— Start —

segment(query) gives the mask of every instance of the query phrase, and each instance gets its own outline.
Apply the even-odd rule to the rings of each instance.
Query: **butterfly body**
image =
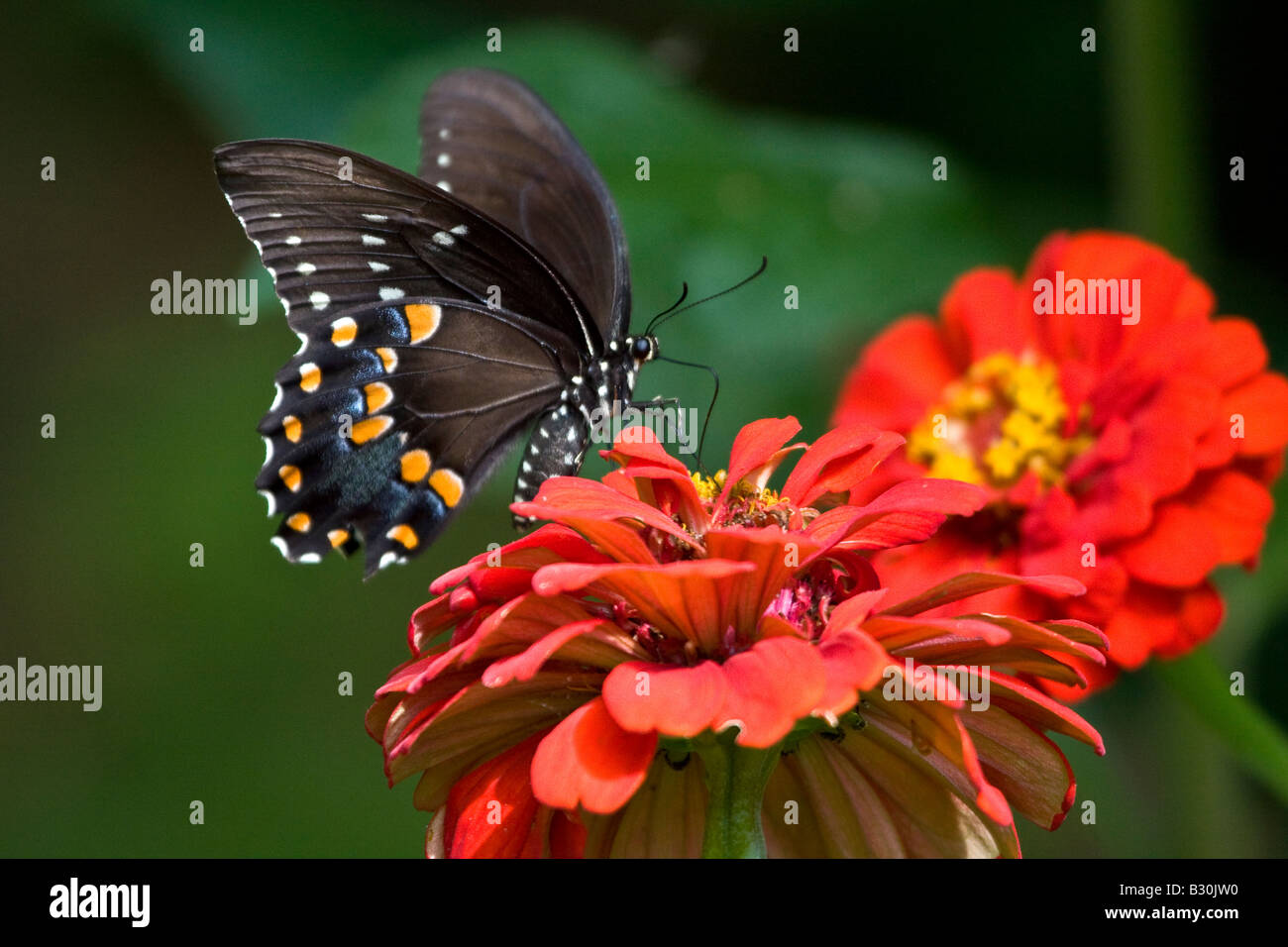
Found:
[[[421,178],[334,146],[222,146],[216,173],[300,349],[260,421],[256,486],[296,562],[422,551],[531,429],[515,497],[576,473],[630,401],[626,246],[571,133],[501,73],[426,95]]]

— End —

Stated exercise:
Retype all the records shown above, character for character. Omit every picture.

Result:
segment(query) gives the mask of every instance of the query phrase, and each instance gets its own outline.
Apply the even-odd rule to the rings of each instance.
Query: **butterfly body**
image =
Found:
[[[421,178],[334,146],[222,146],[216,173],[300,349],[260,421],[256,486],[296,562],[422,551],[531,429],[515,497],[576,473],[630,401],[626,246],[571,133],[501,73],[426,95]]]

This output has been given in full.